### What needs to be done
Could you repeat, word for word, every line from the one containing "Traffic camera analysis requested. Look at the following" through the final line of the records below, and nothing else?

Excerpts of labeled region data:
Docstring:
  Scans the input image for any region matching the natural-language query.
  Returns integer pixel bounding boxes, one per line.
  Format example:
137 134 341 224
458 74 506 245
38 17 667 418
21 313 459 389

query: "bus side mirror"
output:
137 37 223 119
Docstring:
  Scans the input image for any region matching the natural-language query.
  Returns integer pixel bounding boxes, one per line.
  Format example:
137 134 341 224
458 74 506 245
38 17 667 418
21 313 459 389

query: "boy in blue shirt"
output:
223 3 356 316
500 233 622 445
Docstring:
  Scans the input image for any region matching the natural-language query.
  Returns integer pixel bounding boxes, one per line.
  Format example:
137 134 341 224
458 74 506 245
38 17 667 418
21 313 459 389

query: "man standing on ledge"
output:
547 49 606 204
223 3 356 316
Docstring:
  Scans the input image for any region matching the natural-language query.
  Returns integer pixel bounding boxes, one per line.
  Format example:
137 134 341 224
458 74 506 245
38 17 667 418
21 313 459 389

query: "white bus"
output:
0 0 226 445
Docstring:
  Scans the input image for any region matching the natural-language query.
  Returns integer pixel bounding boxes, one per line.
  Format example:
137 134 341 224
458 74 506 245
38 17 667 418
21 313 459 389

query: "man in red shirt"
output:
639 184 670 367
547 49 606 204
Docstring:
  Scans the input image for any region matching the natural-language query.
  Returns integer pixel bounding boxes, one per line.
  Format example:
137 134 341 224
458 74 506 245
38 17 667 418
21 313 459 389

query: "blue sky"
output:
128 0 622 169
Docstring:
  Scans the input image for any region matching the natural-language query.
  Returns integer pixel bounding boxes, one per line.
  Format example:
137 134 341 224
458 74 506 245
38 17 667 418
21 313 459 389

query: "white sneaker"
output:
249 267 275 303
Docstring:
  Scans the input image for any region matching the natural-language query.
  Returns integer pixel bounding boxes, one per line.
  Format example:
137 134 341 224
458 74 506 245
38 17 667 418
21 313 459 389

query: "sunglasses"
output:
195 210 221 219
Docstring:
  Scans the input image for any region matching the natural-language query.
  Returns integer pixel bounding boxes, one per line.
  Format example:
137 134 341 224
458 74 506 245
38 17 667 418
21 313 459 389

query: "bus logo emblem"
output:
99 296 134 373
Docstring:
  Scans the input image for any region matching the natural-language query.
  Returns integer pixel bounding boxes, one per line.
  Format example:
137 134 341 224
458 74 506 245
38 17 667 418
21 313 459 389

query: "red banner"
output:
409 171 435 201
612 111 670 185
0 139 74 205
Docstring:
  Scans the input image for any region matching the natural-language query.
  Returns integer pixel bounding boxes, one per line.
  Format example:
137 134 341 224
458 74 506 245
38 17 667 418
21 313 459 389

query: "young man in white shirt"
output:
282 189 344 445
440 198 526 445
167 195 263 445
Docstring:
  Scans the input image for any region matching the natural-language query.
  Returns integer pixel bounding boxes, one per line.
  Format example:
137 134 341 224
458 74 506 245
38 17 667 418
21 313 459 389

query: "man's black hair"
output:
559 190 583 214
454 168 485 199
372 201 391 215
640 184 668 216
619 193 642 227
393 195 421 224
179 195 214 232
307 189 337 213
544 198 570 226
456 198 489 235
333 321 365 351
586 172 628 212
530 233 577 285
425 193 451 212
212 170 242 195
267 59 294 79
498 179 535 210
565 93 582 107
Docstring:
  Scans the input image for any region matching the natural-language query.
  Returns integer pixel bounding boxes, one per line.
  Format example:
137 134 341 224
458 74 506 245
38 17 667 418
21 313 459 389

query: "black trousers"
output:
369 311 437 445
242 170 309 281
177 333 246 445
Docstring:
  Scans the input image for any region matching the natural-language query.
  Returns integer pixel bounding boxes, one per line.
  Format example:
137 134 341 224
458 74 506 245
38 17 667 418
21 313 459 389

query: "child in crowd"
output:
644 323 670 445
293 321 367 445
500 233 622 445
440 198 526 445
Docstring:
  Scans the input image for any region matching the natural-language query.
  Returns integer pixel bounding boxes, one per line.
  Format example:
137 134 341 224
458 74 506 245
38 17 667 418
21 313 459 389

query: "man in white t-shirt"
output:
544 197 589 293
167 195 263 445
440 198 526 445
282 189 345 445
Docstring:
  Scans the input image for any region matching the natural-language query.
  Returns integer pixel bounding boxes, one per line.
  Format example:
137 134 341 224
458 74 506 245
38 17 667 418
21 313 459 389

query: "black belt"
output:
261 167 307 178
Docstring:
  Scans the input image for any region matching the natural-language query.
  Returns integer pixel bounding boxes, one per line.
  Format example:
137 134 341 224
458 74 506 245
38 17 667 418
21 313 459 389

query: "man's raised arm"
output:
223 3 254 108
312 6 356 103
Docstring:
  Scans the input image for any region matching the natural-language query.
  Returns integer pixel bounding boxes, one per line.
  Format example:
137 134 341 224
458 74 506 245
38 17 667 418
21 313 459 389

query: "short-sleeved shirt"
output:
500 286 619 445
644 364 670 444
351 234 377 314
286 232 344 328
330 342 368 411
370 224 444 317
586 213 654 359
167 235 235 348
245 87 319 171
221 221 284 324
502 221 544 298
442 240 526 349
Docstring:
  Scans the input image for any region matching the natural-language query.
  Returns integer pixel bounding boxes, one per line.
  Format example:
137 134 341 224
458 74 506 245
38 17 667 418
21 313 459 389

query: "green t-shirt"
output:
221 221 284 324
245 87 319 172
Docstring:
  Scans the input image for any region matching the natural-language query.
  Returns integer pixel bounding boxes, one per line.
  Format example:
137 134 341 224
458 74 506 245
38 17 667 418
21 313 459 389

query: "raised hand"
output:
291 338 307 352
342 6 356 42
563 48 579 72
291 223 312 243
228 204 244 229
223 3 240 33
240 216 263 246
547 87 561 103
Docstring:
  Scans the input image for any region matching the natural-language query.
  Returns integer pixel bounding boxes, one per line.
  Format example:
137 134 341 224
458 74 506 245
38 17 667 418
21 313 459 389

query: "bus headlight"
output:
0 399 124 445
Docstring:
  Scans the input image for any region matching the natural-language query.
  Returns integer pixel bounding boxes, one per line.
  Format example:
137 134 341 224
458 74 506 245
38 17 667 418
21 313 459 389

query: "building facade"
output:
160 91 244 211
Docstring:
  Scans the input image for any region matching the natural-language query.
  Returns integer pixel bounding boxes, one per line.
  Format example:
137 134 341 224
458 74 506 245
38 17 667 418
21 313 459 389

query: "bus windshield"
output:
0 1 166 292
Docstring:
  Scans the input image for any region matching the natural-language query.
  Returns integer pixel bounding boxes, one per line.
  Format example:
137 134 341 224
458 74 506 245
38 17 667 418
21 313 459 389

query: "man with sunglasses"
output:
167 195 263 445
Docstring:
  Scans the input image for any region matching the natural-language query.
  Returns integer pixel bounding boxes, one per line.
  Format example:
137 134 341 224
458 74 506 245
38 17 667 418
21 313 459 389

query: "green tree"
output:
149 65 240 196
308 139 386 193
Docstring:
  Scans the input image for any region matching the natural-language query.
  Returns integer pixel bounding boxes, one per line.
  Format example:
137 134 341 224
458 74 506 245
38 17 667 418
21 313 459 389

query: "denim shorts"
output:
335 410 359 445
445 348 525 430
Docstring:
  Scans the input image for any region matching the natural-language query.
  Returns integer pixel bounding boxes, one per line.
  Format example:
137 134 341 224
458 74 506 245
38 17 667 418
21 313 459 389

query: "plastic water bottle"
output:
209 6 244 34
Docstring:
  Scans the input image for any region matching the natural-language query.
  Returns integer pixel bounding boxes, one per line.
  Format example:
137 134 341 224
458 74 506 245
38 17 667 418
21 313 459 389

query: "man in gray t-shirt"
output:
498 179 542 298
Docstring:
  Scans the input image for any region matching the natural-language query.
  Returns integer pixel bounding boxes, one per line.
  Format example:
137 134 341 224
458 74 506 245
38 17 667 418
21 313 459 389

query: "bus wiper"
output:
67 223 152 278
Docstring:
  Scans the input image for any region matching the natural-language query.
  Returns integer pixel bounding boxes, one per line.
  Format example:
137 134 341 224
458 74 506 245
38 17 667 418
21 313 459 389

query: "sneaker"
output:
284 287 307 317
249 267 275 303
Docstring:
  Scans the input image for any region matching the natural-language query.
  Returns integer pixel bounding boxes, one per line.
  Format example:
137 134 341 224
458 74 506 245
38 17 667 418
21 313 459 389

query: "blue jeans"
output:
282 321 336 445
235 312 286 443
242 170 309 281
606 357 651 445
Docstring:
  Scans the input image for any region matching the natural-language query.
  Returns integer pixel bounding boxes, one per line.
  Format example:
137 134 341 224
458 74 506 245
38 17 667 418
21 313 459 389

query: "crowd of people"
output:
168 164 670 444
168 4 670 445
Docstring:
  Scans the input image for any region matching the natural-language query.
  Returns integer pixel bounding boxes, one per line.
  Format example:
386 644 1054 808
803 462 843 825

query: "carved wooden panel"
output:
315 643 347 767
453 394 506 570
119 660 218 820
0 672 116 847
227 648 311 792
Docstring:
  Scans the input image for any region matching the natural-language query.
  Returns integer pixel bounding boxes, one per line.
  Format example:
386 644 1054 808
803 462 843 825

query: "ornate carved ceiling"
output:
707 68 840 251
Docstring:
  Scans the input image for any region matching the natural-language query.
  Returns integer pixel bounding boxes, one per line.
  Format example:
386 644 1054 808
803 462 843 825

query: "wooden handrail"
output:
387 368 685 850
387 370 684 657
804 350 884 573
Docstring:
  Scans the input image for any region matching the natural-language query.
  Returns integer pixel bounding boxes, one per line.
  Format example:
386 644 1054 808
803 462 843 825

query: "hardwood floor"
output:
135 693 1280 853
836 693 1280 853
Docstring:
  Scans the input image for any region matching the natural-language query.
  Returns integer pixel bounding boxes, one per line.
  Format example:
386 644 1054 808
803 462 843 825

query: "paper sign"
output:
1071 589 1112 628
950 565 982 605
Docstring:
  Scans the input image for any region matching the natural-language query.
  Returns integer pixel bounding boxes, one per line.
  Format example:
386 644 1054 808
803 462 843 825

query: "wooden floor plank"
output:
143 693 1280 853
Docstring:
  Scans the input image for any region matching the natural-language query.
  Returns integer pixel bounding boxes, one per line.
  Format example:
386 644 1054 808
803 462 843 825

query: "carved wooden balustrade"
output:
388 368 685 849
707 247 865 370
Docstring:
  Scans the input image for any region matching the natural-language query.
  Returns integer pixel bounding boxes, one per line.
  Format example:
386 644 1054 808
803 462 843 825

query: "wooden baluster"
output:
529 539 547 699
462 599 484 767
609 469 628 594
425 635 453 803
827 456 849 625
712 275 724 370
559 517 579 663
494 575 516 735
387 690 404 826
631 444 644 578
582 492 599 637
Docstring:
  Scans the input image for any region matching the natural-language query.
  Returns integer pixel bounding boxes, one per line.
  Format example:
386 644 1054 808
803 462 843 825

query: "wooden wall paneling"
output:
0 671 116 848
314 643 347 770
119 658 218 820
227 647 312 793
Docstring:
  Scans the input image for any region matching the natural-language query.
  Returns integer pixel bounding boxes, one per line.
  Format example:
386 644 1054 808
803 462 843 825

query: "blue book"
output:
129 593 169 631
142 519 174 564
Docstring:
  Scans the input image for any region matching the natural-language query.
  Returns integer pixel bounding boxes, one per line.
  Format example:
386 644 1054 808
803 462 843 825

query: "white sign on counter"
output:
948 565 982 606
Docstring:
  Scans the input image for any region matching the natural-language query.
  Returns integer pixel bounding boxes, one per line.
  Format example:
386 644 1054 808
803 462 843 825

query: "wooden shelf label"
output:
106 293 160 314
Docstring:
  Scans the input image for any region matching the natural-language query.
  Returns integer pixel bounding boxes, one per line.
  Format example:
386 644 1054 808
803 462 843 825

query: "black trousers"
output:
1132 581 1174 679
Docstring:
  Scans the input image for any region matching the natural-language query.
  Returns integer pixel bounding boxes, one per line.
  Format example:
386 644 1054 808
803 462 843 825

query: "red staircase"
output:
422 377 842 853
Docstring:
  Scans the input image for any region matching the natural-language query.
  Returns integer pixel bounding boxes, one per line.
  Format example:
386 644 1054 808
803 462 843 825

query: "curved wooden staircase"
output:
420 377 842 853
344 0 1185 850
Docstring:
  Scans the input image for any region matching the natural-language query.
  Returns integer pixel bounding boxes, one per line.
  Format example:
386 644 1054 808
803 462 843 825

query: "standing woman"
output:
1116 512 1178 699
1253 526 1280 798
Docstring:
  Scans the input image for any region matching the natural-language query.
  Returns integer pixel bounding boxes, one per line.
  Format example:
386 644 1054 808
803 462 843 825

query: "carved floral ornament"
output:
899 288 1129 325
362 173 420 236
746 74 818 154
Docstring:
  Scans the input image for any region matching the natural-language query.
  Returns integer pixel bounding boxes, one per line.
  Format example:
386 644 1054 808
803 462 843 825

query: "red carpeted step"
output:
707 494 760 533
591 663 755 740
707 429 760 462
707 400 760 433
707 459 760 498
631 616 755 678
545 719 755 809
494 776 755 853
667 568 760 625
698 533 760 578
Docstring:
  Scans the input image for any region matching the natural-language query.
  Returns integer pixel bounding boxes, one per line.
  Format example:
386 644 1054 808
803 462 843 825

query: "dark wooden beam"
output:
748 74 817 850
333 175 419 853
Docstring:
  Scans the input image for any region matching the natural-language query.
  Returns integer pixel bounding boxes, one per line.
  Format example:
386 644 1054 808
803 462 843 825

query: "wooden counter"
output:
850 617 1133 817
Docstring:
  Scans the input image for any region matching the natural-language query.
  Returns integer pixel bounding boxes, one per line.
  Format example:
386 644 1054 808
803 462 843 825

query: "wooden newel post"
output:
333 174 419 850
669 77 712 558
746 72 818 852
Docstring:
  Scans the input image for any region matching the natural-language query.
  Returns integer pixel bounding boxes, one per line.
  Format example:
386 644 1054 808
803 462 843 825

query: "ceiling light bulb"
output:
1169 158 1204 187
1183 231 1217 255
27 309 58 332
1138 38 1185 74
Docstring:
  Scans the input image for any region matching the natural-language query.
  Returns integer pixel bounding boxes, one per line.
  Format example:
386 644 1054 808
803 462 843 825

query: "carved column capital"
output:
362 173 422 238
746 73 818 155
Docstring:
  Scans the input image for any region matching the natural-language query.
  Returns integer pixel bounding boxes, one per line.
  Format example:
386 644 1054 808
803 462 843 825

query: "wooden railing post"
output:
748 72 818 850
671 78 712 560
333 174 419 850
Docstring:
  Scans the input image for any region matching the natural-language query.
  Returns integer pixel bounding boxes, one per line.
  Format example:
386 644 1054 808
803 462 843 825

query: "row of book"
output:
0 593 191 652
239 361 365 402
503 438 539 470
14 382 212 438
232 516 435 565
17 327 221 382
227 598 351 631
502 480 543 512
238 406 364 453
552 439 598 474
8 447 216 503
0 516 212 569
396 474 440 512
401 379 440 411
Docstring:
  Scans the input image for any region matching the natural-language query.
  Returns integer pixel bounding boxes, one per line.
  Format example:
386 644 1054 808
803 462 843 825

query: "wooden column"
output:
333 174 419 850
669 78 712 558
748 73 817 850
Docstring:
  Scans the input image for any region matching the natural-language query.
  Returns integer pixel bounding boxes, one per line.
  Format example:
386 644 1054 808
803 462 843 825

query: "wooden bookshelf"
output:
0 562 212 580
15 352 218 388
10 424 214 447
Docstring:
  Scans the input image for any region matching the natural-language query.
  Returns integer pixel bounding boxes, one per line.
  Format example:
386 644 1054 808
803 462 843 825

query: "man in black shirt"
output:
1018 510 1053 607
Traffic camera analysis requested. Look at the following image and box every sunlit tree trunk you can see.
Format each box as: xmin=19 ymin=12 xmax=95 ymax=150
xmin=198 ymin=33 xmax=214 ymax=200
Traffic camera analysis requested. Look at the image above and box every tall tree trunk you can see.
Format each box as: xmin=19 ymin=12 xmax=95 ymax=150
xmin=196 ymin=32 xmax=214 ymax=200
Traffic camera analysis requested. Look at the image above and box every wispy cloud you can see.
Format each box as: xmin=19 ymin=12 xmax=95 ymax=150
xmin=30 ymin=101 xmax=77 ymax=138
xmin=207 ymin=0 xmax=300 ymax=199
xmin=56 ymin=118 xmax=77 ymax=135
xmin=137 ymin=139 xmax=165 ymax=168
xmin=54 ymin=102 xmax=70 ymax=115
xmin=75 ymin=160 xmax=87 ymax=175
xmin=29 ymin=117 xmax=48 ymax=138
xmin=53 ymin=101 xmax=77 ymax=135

### Result for this exercise
Traffic camera analysis requested. Look at the following image and box every sunlit tree trunk you can see.
Format each box as: xmin=19 ymin=12 xmax=95 ymax=150
xmin=198 ymin=33 xmax=214 ymax=200
Traffic camera analysis requested. Look at the image above and box every tall tree trunk you can see.
Format each box as: xmin=19 ymin=12 xmax=95 ymax=150
xmin=196 ymin=32 xmax=214 ymax=200
Traffic camera analysis requested. Look at the image above and box every wispy cloud you can see.
Format each box as: xmin=19 ymin=12 xmax=95 ymax=150
xmin=30 ymin=101 xmax=77 ymax=138
xmin=207 ymin=0 xmax=300 ymax=199
xmin=56 ymin=118 xmax=77 ymax=135
xmin=137 ymin=139 xmax=165 ymax=168
xmin=54 ymin=102 xmax=70 ymax=115
xmin=75 ymin=160 xmax=87 ymax=175
xmin=29 ymin=117 xmax=48 ymax=138
xmin=53 ymin=101 xmax=77 ymax=135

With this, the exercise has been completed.